_What is needed_.
Set down the records once more, please, exactly and with the pictures left out.
____ Data section
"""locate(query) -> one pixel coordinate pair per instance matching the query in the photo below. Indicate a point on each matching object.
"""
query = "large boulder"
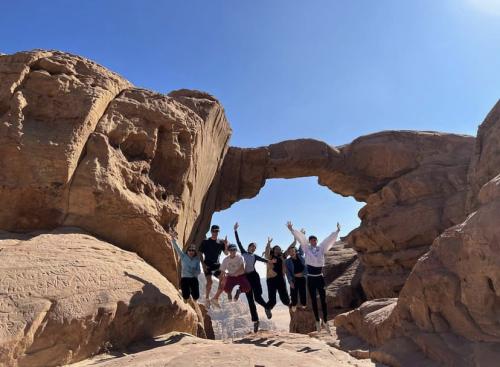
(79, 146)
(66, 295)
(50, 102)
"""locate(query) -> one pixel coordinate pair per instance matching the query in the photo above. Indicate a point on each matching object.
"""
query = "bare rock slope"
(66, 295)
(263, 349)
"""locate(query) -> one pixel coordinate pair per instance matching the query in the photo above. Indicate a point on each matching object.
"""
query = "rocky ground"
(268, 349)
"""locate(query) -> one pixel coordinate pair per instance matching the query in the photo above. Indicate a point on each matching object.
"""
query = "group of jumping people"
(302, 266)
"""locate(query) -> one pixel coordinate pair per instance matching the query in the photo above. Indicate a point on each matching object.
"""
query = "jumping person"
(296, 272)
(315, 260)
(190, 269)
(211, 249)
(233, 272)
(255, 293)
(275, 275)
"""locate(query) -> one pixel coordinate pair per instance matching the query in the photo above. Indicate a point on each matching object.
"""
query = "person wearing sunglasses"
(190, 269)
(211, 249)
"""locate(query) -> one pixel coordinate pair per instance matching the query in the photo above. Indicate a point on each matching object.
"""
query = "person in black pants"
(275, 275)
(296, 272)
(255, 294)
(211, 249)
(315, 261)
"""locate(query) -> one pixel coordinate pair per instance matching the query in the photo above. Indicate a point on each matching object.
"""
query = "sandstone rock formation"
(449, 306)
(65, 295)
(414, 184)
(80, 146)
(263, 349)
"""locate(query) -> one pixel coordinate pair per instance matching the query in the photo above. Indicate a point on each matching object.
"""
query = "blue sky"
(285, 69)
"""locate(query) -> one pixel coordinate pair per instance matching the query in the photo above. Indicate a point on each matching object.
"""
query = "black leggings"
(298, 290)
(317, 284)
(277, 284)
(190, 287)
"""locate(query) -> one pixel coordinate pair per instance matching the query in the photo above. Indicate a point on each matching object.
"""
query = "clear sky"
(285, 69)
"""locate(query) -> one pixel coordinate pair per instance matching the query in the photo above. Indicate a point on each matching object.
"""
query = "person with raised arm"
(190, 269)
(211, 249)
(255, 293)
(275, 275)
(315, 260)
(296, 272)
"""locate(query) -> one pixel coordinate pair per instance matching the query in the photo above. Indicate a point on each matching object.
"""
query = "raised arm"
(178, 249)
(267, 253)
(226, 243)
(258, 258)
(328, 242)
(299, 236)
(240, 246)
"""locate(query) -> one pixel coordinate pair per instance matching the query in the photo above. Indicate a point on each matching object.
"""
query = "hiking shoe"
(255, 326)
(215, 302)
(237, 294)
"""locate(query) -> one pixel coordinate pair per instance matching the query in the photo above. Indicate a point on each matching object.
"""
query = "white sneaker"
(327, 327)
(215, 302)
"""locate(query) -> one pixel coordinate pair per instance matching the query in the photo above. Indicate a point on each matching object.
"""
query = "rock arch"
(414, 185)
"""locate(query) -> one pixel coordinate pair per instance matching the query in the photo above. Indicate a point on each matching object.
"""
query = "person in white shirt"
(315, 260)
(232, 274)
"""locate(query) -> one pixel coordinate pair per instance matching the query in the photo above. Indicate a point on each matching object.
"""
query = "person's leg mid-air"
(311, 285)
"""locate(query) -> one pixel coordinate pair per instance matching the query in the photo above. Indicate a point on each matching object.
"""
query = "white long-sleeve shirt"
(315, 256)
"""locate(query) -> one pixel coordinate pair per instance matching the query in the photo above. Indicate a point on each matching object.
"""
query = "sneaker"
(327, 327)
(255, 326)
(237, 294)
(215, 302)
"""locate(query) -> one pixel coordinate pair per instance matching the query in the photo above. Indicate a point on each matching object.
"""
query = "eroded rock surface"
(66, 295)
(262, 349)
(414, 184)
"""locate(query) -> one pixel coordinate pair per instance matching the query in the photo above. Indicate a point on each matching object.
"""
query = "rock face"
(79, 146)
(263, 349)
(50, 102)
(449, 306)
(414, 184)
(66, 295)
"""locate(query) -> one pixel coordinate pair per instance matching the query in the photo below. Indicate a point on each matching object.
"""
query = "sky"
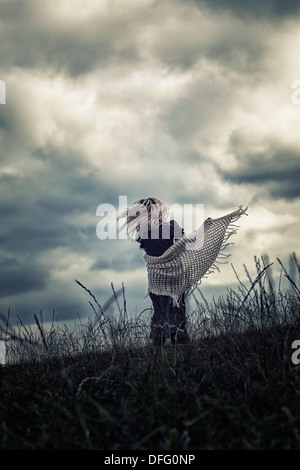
________
_Reply to the task_.
"""locate(query) -> one pixel coordinate pair per instance matching the query in the photo below. Indicate a point on each matching object.
"""
query = "large boulder"
(79, 146)
(66, 295)
(50, 102)
"""locate(query) -> one pixel coordinate pair per instance matching the query in the photo above. Indicate a point on each matching object.
"""
query = "bare rock slope"
(66, 295)
(263, 349)
"""locate(query) -> one pixel coordinate pair per instance matching the query in the photo above. Indicate a point on each matching object.
"""
query = "rocky ground"
(268, 349)
"""locate(query) -> one pixel coordinate pair per instance matching the query in the photo above. Indicate a point on each matching object.
"""
query = "group of jumping people"
(302, 266)
"""locate(query) -> one pixel coordinate pair per instance matching the query in the photo above. Indicate a point on each matching object.
"""
query = "jumping person"
(296, 272)
(315, 260)
(190, 269)
(211, 249)
(233, 272)
(255, 293)
(275, 275)
"""locate(query) -> one pixel coordinate pair per instance matching the query in the photo above. Indicate a point on each matching object.
"""
query = "person wearing sunglasses"
(190, 269)
(211, 249)
"""locate(query) -> one pixel coordinate pair per instance matching the query in the photo above. Indicate a point on each matching object.
"""
query = "person in black pants"
(275, 275)
(296, 272)
(255, 294)
(211, 249)
(315, 261)
"""locate(query) -> one pixel coordinate pair per instance matching the query in the photo above. Indicate a point on each matching object.
"""
query = "sandstone rock formation"
(449, 306)
(65, 295)
(414, 184)
(80, 146)
(263, 349)
"""locate(query) -> one pixel coordinate pair per instance matching the query in the photo above. Indicate a point on each matching object.
"""
query = "blue sky"
(285, 69)
"""locate(query) -> one pixel coordinate pair per instance matching the query in the photo above. Indicate a point on each matching object.
"""
query = "black leggings"
(298, 290)
(317, 284)
(277, 284)
(190, 287)
"""locate(query) -> one pixel coordinate pair per instance matching the query in the photo above. Indicate a point on each matching object.
"""
query = "clear sky"
(285, 69)
"""locate(query) -> one pixel coordinate pair per instance matching the query in the photo above. Indicate a point on each matching object.
"""
query = "person with raised arm"
(190, 269)
(211, 249)
(255, 293)
(275, 275)
(315, 260)
(296, 272)
"""locate(query) -> one pixel coordinate pair per instance matching the query in the photo above. Indicate a point on each matching object.
"""
query = "raised arm"
(178, 249)
(267, 253)
(226, 243)
(258, 258)
(328, 242)
(299, 236)
(240, 246)
"""locate(query) -> one pixel coordinate pair per instance matching the query in the photo above. Indicate a point on each matching object.
"""
query = "hiking shoe"
(255, 326)
(215, 302)
(237, 294)
"""locate(query) -> one pixel coordinate pair per instance matching the query in the photo above. Indicate a point on each matching object.
"""
query = "white sneaker"
(327, 327)
(215, 302)
"""locate(query) -> one pixel coordinate pair per instance matching the query in the photo above. Indicate a point on each matching object.
"""
query = "rock arch"
(414, 185)
"""locate(query) -> one pixel coordinate pair per instance matching the query in the photo above. Indicate a point on each matching object.
"""
query = "person in white shirt"
(315, 260)
(232, 274)
"""locate(query) -> one pixel coordinate pair per instance matching the query in the photo above. Indicate a point on each matching object.
"""
query = "person's leg mid-air"
(311, 285)
"""locate(query) -> one pixel coordinate pair per instance matching the query in the photo above. Indicate a point on each matching object.
"""
query = "white long-sleeve shirt"
(315, 256)
"""locate(query) -> one pixel coordinate pair per instance matching the query in the photo above. Indicate a point on each matching object.
"""
query = "sneaker"
(327, 327)
(255, 326)
(237, 294)
(215, 302)
"""locate(query) -> one pixel coordinate pair per instance matching the query in the photo above. Indicate a point on each matching object.
"""
query = "eroded rock surface"
(66, 295)
(262, 349)
(414, 184)
"""locate(query) -> one pixel coordinate pair per instance matching the query in the photo above. Indicate a point on each matching object.
"""
query = "rock face"
(79, 146)
(263, 349)
(50, 102)
(449, 306)
(414, 184)
(66, 295)
"""locate(query) -> one pixel coordinate pair per instance matching the query in the photo below. Indicate a point on each matching object.
"""
query = "sky"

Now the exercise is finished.